Provided records
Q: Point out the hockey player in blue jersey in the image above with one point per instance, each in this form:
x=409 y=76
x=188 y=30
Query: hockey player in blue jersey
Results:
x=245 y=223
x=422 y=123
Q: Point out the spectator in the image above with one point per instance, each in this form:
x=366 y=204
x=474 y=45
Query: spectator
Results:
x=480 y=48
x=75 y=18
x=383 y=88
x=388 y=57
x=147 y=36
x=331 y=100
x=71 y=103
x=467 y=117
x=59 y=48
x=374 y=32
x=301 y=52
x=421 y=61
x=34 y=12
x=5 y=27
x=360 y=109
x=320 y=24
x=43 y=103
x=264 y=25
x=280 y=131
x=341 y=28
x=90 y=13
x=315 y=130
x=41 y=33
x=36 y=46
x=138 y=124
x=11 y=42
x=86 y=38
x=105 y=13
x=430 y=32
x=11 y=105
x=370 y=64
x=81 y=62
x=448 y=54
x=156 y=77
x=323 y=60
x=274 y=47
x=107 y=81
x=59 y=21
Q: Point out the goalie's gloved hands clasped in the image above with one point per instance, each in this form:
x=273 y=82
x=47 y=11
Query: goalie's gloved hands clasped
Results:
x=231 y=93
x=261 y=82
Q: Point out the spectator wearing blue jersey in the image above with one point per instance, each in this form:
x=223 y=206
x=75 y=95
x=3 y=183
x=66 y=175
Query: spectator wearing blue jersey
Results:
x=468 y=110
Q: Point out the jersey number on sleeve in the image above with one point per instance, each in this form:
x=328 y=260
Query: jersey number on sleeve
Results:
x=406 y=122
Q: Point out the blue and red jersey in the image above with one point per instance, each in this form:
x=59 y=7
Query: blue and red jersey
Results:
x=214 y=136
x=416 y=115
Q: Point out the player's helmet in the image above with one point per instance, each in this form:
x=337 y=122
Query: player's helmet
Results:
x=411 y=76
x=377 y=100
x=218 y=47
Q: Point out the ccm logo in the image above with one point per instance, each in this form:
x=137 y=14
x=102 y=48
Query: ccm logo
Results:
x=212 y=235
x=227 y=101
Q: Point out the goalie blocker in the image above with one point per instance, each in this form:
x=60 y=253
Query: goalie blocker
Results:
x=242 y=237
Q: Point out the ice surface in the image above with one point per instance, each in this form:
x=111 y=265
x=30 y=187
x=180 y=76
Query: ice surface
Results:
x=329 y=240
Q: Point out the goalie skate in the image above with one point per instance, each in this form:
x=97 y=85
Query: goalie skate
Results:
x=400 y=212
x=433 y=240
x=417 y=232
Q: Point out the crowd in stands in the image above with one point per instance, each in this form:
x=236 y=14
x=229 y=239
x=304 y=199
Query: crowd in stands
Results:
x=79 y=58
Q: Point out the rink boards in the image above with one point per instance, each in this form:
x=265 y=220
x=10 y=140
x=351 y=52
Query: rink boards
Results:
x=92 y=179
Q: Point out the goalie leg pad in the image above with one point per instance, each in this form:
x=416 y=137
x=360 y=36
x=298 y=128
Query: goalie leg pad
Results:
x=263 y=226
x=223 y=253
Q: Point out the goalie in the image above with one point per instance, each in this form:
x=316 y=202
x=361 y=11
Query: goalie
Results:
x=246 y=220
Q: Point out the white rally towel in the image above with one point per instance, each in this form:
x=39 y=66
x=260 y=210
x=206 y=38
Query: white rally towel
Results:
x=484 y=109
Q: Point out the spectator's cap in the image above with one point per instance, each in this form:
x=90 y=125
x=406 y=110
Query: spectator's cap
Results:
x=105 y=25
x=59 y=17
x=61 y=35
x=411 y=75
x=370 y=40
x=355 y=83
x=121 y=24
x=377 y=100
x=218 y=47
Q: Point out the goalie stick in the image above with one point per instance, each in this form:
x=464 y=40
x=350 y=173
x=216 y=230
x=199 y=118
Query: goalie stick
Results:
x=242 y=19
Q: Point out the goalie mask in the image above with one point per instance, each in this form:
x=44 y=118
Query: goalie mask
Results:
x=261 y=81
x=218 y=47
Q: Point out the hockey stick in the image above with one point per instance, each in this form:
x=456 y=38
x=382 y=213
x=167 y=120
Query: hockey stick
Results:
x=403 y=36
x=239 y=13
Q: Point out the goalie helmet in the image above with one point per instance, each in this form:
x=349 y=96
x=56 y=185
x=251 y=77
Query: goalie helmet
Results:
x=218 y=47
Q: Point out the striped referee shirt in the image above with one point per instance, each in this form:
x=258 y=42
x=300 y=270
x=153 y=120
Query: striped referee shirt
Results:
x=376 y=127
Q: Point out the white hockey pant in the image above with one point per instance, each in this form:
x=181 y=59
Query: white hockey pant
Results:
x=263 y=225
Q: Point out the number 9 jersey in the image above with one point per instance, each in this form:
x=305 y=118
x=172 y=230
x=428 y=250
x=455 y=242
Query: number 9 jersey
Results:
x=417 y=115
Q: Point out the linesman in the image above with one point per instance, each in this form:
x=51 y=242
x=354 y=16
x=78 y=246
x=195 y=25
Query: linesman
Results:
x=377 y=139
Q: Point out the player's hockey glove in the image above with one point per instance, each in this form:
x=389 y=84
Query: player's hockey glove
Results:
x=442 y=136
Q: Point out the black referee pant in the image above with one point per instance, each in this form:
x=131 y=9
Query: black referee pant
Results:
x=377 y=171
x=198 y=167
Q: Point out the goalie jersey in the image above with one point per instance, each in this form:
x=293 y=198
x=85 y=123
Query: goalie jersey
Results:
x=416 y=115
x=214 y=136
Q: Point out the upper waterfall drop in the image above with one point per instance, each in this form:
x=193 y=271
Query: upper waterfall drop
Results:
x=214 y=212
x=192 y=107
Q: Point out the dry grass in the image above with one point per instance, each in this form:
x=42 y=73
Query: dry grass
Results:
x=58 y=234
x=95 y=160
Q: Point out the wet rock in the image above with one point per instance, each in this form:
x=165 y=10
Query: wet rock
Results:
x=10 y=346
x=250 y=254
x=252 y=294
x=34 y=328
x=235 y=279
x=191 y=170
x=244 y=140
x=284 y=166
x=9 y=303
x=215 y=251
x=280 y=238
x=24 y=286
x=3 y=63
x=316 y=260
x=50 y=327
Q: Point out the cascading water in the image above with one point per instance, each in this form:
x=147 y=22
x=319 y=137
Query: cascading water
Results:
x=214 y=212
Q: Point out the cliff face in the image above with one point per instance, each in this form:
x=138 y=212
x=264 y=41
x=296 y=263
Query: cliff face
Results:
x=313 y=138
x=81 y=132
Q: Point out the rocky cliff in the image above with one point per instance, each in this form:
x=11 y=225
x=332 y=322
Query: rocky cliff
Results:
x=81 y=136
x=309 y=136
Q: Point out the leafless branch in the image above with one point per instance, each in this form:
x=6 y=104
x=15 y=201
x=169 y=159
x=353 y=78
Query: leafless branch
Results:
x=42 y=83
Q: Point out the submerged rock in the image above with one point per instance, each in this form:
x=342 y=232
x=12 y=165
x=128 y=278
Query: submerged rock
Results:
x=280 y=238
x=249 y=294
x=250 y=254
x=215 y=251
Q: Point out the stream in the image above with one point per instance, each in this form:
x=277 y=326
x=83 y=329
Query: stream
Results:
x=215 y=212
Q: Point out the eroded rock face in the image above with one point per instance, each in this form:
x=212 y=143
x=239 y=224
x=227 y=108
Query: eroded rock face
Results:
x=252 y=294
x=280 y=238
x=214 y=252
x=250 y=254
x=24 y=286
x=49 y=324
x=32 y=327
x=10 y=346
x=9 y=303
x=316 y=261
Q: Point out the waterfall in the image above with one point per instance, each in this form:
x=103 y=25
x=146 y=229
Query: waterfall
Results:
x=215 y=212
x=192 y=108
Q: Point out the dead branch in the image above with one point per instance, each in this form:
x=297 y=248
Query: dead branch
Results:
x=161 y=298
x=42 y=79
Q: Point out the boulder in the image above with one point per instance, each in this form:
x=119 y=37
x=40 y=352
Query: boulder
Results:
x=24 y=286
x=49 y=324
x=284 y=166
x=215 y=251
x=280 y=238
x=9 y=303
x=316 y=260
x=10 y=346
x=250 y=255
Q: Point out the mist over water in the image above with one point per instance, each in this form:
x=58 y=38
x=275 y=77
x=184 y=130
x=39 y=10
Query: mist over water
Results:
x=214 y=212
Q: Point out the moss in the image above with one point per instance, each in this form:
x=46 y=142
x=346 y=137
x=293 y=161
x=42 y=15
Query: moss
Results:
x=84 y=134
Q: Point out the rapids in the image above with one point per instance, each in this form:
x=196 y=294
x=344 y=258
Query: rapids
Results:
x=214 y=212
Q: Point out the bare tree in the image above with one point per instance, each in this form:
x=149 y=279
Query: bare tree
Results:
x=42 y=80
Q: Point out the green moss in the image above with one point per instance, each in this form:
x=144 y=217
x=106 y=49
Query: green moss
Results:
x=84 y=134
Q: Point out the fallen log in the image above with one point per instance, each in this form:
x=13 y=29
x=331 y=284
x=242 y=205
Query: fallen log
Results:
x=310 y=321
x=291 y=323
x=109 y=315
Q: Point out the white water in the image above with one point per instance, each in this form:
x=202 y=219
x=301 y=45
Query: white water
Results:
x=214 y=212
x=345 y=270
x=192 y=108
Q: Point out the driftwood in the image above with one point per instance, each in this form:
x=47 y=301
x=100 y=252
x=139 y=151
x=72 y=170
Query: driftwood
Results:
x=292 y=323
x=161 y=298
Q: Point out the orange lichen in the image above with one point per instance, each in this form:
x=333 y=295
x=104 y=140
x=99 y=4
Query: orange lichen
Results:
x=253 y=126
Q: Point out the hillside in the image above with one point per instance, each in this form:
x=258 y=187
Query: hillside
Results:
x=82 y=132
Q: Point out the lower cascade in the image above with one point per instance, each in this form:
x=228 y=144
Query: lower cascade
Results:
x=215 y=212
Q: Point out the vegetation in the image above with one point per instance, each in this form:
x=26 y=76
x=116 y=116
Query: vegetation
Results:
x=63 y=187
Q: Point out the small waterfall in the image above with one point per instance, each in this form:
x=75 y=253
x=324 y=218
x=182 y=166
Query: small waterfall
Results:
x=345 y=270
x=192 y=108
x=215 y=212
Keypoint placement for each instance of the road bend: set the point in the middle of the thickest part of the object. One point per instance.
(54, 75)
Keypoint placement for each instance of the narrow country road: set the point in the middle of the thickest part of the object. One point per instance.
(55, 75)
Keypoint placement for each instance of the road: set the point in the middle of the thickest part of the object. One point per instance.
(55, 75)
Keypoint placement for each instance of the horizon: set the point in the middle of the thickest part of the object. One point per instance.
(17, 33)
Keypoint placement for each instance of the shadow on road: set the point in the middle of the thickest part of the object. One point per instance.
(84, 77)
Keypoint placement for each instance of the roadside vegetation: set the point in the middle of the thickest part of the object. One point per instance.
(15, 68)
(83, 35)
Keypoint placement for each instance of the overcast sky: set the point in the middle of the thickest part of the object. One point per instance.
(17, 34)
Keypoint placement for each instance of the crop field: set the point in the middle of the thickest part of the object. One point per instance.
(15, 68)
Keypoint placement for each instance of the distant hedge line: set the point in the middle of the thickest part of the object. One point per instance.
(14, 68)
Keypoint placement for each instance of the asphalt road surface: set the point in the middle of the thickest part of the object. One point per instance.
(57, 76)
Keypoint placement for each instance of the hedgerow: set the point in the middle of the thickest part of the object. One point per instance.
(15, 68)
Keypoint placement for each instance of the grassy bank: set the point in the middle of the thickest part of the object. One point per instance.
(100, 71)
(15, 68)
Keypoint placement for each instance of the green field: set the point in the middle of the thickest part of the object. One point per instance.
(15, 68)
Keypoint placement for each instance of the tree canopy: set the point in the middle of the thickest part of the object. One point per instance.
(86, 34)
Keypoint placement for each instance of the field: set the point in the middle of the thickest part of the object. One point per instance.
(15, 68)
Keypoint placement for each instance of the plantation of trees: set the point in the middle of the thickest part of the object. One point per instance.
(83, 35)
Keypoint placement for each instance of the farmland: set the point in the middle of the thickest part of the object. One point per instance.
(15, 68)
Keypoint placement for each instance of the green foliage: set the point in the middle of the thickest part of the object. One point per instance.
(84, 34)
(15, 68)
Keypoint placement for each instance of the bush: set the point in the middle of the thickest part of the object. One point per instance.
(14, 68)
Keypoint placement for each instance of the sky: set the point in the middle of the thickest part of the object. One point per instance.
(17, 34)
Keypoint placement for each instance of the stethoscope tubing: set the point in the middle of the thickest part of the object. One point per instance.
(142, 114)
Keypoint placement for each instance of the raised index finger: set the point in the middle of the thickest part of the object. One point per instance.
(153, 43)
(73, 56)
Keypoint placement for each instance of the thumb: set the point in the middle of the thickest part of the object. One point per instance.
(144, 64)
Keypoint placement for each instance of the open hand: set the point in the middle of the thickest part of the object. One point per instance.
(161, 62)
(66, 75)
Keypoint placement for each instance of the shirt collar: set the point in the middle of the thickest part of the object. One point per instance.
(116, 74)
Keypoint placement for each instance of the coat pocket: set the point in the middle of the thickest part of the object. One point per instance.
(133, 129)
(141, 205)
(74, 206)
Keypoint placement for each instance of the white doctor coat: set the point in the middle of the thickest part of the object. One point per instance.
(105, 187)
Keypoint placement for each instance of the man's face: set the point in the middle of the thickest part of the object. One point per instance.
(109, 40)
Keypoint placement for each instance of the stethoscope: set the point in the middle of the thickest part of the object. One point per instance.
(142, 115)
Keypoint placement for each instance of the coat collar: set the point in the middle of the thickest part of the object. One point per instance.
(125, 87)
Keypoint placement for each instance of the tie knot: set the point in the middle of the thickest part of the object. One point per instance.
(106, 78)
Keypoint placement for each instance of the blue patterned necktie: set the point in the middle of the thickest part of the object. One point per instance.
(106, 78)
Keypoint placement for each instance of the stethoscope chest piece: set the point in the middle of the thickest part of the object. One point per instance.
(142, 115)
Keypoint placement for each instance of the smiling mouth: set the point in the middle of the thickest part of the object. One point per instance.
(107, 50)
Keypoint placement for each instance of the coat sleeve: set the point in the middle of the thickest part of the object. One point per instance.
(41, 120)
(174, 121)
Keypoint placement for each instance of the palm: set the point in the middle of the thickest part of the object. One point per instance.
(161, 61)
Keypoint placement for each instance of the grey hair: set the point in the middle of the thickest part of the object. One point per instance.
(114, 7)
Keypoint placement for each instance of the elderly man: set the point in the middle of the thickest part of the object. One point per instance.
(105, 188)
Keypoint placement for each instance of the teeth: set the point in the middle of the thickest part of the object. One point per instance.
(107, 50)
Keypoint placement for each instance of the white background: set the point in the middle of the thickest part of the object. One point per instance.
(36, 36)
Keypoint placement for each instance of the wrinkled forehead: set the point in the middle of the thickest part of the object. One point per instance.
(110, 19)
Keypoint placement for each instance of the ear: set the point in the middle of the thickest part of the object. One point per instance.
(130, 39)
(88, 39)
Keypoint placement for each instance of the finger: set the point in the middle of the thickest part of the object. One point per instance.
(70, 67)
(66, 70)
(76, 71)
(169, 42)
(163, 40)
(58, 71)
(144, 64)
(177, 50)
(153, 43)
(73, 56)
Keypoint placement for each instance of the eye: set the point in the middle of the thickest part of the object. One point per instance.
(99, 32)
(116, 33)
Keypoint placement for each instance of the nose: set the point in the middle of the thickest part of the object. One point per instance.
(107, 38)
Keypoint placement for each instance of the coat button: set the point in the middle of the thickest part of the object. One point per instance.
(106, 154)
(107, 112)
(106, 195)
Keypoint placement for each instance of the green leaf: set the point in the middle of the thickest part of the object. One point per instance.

Task prompt
Lines holding "upper": please count them in the data above and reply with the number alone.

Solution
2